(Dataset records)
---*---

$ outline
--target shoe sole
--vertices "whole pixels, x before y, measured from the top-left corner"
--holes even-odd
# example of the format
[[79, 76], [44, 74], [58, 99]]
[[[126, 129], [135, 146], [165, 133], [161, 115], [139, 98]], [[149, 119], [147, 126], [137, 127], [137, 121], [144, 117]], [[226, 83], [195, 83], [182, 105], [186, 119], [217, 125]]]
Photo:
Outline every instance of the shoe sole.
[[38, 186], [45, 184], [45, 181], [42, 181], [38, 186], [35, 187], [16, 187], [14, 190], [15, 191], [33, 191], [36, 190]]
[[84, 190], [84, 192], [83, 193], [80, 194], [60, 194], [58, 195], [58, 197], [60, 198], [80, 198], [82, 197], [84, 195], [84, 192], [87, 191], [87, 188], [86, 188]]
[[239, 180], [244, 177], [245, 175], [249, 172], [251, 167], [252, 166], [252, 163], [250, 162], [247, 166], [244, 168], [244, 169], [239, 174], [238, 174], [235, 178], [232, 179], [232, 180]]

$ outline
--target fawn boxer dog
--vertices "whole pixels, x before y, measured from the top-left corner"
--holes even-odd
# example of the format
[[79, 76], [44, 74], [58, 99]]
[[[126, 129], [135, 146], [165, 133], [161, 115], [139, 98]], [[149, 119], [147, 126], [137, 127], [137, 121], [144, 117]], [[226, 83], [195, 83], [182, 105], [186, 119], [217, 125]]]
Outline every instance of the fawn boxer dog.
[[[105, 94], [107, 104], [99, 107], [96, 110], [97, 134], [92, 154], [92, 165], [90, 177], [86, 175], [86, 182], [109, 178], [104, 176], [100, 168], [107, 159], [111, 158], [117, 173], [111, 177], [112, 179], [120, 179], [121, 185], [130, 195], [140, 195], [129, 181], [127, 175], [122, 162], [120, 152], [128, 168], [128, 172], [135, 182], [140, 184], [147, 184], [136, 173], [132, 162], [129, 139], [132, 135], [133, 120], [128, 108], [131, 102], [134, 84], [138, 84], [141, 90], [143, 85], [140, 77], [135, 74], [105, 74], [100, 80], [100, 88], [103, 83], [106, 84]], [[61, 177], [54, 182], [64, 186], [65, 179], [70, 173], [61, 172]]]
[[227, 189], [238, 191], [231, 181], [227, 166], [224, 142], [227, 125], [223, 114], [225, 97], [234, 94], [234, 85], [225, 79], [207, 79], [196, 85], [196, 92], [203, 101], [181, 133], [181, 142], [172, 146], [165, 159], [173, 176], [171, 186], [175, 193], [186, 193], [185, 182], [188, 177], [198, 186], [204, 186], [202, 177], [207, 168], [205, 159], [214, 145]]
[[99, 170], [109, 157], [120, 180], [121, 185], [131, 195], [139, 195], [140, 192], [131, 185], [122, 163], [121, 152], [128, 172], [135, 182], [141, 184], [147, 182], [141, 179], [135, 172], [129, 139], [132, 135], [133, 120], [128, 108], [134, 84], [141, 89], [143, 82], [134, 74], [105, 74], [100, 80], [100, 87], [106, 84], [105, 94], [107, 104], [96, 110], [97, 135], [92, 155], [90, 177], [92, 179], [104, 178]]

---*---

Objective: Give an exact repetition of all the material.

Result:
$ outline
--target shoe sole
--vertices "whole pixels, x before y, measured from the top-left corner"
--holes even-odd
# example of the format
[[79, 76], [44, 74], [58, 99]]
[[[126, 129], [135, 146], [165, 133], [161, 115], [139, 98]], [[149, 119], [147, 126], [137, 127], [137, 121], [144, 117]], [[226, 83], [195, 83], [182, 105], [186, 119], [217, 125]]]
Photo:
Outline every instance of the shoe sole.
[[38, 186], [45, 184], [45, 181], [42, 181], [38, 186], [35, 187], [16, 187], [14, 190], [15, 191], [33, 191], [36, 190]]
[[84, 190], [84, 192], [83, 193], [80, 194], [60, 194], [58, 195], [58, 197], [60, 198], [80, 198], [82, 197], [84, 195], [84, 192], [87, 191], [87, 188], [86, 188]]
[[239, 180], [244, 177], [245, 175], [249, 172], [251, 167], [252, 166], [252, 163], [250, 162], [247, 166], [244, 168], [244, 169], [239, 174], [238, 174], [235, 178], [232, 179], [232, 180]]

$ outline
--target fawn boxer dog
--vertices "whole pixels, x before y, measured from the top-left corner"
--holes even-odd
# example of the format
[[79, 76], [44, 74], [58, 99]]
[[[126, 129], [135, 146], [165, 133], [161, 115], [139, 98]], [[149, 119], [147, 126], [137, 127], [137, 121], [144, 117]], [[226, 83], [195, 83], [182, 105], [186, 119], [217, 125]]]
Outline every instance of the fawn boxer dog.
[[[105, 94], [107, 104], [99, 107], [96, 110], [97, 134], [92, 154], [92, 165], [90, 177], [86, 175], [86, 182], [109, 178], [104, 176], [100, 168], [107, 159], [111, 158], [117, 173], [111, 177], [112, 179], [120, 179], [121, 185], [130, 195], [140, 195], [129, 181], [127, 175], [122, 162], [120, 152], [128, 168], [128, 172], [135, 182], [140, 184], [147, 184], [136, 173], [132, 162], [129, 139], [132, 135], [133, 120], [128, 108], [131, 102], [134, 84], [138, 84], [141, 90], [143, 85], [140, 77], [135, 74], [105, 74], [100, 80], [100, 88], [103, 83], [106, 84]], [[61, 177], [54, 182], [64, 186], [65, 179], [70, 173], [61, 172]]]
[[227, 189], [238, 191], [231, 181], [227, 166], [224, 142], [227, 125], [223, 114], [225, 97], [234, 94], [234, 85], [225, 79], [207, 79], [196, 85], [196, 92], [203, 101], [181, 133], [181, 142], [172, 146], [165, 159], [173, 176], [171, 186], [175, 193], [186, 193], [185, 182], [188, 177], [198, 186], [204, 186], [202, 177], [207, 168], [205, 159], [214, 145]]
[[99, 170], [109, 157], [120, 180], [121, 185], [131, 195], [139, 195], [140, 192], [131, 185], [122, 163], [121, 152], [128, 172], [135, 182], [141, 184], [147, 182], [141, 179], [135, 172], [129, 139], [132, 135], [133, 120], [128, 108], [134, 84], [141, 89], [143, 82], [134, 74], [105, 74], [100, 80], [100, 87], [106, 84], [105, 94], [107, 104], [96, 110], [97, 135], [92, 155], [90, 177], [92, 179], [104, 178]]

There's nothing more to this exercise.